■ Task statement ■
Nothing before the line containing "of the flat" should appear; please restate that line and every later line word for word through the end of the listing.

----- Data

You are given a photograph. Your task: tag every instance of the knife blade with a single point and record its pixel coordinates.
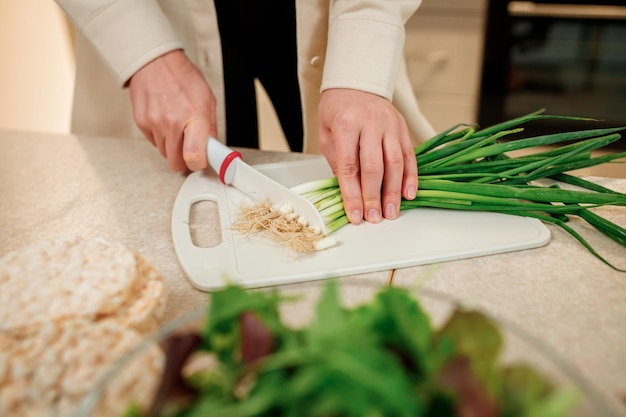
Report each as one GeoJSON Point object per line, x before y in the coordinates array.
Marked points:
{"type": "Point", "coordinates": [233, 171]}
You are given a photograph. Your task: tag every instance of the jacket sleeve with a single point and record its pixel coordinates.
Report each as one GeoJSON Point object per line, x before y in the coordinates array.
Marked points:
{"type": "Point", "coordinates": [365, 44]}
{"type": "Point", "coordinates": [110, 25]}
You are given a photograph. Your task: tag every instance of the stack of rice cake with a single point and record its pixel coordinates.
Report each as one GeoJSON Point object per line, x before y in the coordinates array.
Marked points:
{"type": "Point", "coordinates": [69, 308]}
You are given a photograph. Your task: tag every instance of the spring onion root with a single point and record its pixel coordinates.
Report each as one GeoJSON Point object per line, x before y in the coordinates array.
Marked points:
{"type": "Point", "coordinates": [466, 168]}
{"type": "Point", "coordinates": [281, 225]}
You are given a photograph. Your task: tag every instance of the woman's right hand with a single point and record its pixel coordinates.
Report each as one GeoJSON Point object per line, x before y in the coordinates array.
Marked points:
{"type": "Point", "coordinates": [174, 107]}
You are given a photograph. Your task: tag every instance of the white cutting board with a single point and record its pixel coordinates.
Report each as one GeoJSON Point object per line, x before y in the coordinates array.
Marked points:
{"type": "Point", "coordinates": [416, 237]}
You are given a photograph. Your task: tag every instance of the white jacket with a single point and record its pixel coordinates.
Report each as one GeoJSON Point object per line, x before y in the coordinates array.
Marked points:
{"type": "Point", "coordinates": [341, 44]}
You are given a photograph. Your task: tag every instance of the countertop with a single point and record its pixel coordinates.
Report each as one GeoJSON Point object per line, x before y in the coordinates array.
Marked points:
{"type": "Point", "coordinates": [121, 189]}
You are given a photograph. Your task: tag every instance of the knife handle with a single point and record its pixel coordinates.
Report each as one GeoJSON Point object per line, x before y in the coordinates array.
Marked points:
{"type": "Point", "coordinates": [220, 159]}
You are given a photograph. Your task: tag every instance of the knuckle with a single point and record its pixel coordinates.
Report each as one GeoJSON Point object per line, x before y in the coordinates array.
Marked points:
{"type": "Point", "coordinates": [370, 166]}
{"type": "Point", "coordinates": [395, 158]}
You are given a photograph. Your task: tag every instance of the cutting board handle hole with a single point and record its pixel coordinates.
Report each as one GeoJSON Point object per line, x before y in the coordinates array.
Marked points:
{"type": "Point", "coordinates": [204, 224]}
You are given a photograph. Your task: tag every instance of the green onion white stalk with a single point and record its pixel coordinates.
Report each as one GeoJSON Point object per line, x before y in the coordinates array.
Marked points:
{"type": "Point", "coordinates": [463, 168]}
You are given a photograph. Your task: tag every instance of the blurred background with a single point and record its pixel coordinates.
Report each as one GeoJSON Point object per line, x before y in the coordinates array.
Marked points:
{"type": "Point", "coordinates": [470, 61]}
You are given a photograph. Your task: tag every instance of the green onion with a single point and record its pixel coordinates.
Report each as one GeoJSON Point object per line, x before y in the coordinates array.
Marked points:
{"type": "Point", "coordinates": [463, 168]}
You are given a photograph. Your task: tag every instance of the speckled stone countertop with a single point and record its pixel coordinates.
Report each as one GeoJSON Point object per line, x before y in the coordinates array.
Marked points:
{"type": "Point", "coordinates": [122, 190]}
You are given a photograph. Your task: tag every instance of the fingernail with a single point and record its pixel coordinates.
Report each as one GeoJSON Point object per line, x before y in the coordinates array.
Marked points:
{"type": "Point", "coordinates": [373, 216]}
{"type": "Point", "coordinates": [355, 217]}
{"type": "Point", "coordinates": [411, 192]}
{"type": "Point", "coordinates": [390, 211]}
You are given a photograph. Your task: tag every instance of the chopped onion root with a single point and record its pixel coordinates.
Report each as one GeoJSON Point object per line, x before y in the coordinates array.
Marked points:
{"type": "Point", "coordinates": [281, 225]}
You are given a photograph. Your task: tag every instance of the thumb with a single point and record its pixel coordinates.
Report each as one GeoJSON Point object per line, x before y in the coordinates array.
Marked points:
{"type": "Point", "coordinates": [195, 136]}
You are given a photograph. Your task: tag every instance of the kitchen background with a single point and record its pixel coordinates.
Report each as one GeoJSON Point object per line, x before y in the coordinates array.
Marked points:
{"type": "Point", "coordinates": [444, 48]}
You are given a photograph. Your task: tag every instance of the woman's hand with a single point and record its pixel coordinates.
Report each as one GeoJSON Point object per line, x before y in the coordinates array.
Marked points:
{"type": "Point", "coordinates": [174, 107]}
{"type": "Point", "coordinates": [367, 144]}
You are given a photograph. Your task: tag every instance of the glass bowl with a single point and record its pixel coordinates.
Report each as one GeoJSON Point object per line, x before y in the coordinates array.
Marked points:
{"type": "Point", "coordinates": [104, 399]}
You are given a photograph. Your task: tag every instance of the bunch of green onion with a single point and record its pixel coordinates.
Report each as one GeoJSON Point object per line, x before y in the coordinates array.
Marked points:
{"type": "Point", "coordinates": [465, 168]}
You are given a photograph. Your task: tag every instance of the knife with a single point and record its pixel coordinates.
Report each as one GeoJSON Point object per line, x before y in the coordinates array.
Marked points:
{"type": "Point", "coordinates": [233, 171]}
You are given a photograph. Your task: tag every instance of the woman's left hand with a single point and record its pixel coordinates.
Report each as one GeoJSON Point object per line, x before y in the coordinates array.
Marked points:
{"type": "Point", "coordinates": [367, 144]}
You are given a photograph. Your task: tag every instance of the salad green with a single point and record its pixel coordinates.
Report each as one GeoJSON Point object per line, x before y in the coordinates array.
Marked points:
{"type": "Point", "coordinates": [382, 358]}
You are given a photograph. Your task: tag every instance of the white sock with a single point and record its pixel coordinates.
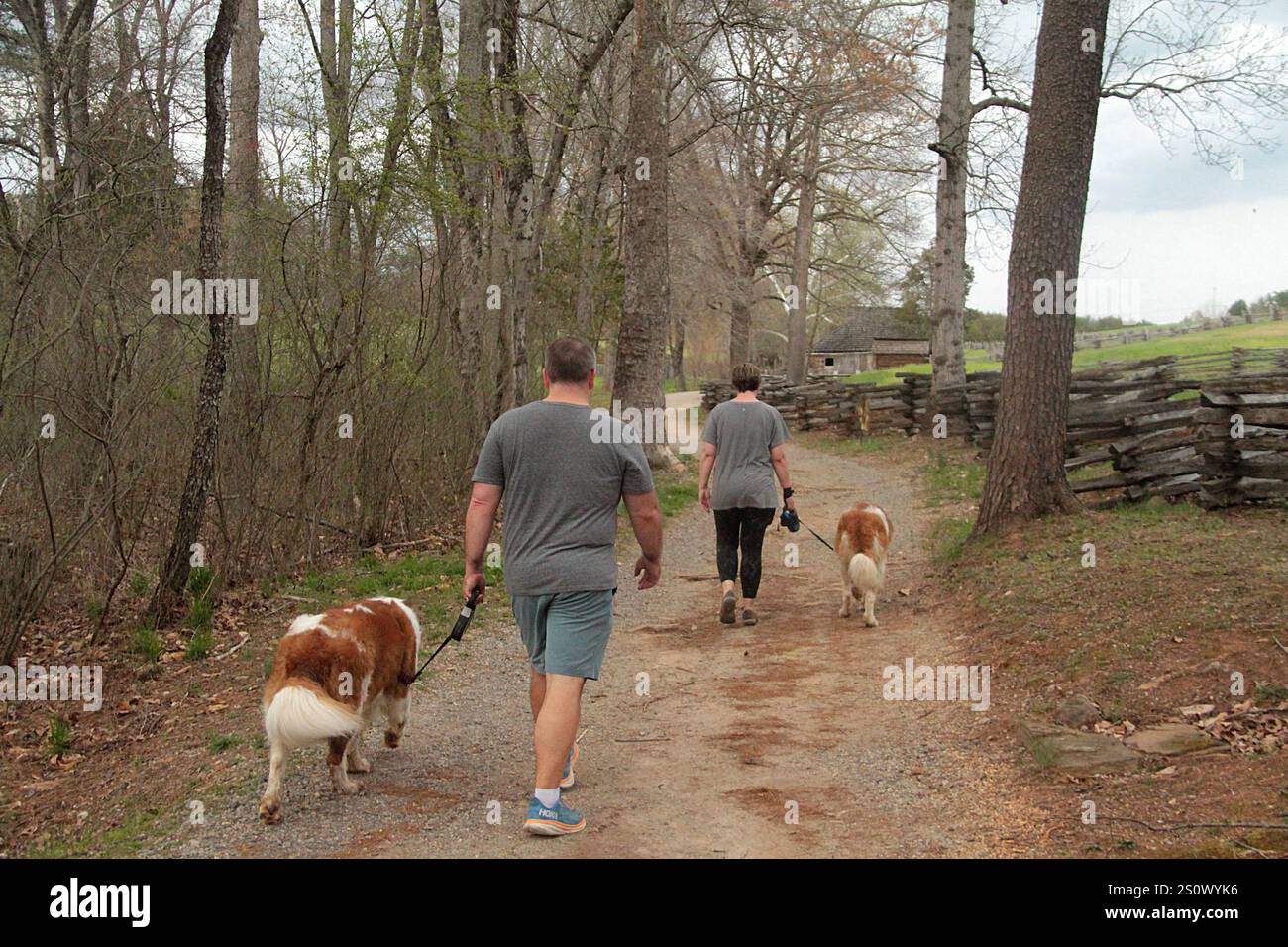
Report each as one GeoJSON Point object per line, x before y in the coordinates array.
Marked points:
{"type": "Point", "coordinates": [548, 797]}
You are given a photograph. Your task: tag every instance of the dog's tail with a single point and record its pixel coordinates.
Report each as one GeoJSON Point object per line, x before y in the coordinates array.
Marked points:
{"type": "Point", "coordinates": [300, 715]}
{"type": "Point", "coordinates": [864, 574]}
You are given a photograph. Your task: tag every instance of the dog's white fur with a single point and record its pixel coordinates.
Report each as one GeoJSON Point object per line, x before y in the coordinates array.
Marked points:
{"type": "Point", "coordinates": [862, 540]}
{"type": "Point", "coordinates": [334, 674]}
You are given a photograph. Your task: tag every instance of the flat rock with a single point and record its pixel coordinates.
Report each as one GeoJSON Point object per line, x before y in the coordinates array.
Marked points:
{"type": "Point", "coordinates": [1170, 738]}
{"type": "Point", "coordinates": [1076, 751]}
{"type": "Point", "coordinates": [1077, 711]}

----------

■ Task result ■
You are given a photograph. Your task: tag every instance of the flat rock with a single point and record its pixel coordinates.
Report each as one GeoJSON Point object per line, x before y in the coordinates array.
Marked points:
{"type": "Point", "coordinates": [1170, 738]}
{"type": "Point", "coordinates": [1076, 751]}
{"type": "Point", "coordinates": [1077, 711]}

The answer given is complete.